READING TEXT:

11            Reveille 5.30. Breakfast 7 am. Parade 8.15. Marched on desert. Built trenches 4’ 6” deep 3 ‘ wide. Afternoon learnt to salute. Evening in camp. Boys on guard. Practiced march past for Battalion. Marching very bad afternoon. Rifle and Tent inspection. Evening saw can can ? ?

(Opposite page)            Monday 7th. Canteen opened and did great business, the men lining up in two rows for over a hundred yards despite the fact that the greatest part of the men are up town. This is a striking contradiction of the statement that the men did not want a wet canteen. In conversation the Australian General asked Godley whether he had men or boys under him in talking about the canteen. Godley replied men, well said the A Commander treat them as men. The amount of beer consumption is increased by the fact that the water is (not) fit for drinking and that no tea is made for dinner. Beer costs the men 1 piaster a pint which is 1 1/2d. 

An Egyptian funeral was an interesting object, the hearse white and red carrying the body in a coffin which was returned after the body had been tipped into the grave. The people danced in front of the cortege.

DATA TO EXAMINE:
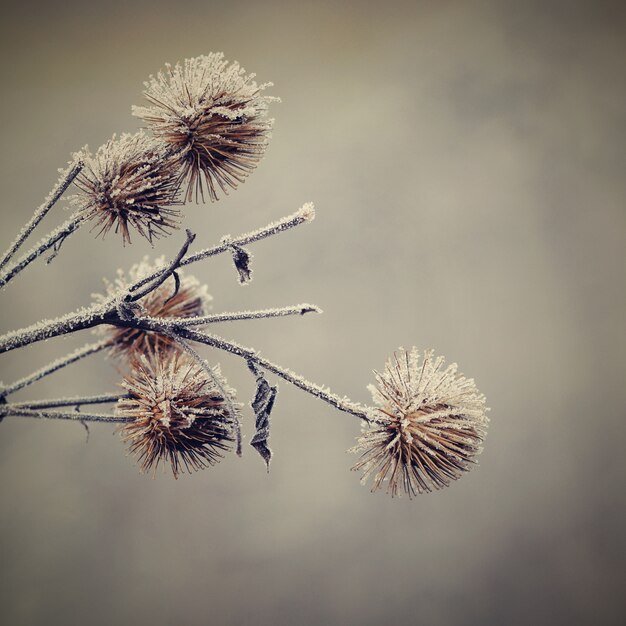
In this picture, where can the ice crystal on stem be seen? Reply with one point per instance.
(179, 414)
(213, 118)
(186, 299)
(129, 183)
(429, 424)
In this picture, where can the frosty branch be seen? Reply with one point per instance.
(206, 128)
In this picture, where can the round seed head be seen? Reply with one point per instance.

TASK REQUIREMENTS:
(a) In the diary, why does the author call the canteen line "a striking contradiction of the statement that the men did not want a wet canteen"? Explain in one to three sentences.
(b) Write the next part of the diary from Egypt, starting after its last sentence about the funeral.
The records are separate material and are not part of the diary.

SOLVED TASKS:
(a) When the canteen opened, the men lined up in two rows for over a hundred yards, even though most of them were up town. That turnout shows the men did want a wet canteen, which goes against the claim that they did not.

(b)
Our tent is certainly a good one to be in for in Christchurch and Wellington we were well supplied withy luxuries and on the boat JW on the quartermasters fatigue secured a good share of the things that were to be had while DJ (?T) proved a first class hand at picking things for nothing while the Mess Orderlies left nothing to be desired for they proved to be a good couple of rooks.

In camp DJ and VH excelled themselves by landing a cartload of provision which had to be buried in boxes underneath the floor. Golden syrup, milk, jam, lime juice, pickles, sauce, fish, oysters and sardines. God help them if they get caught and same to us if we get shifted.

13                Divine service for Batt on Parade Grounds. Medical inspection. Afternoon branding clothes. Evening writing. In lying picket.

14                Very hot, hard march out on desert then platoon drill and trench digging. Afternoon musketry instruction and tent inspection. Landed.

15                Marched out 3 miles in shirt sleeves. Did skirmishing and drill . Went to town with Sam and Jerry. No one allowed in Cairo for 3 days on account of native festival.

16                Marched about 3 miles. Spent morning in digging a semi circular trench 4’ 6” deep 3 foot wide with resting ledge 18” x 9. Afternoon rifle inspection. Mounted guard.

17                On guard at supply dept. Morning very foggy but cleared off at 6.30am. Called out about 20 times. Stearns and Thompson officers. Stopped home and went to bed early.

18                Foggy breakfast 6.30. Parade 7.15. Platoon drill, trench digging. Went to town. Had AI Came home with D J carriage erased.

19                March out. Platoon drill. On mat got off for being late night before. Visited museum. Spent evening in town.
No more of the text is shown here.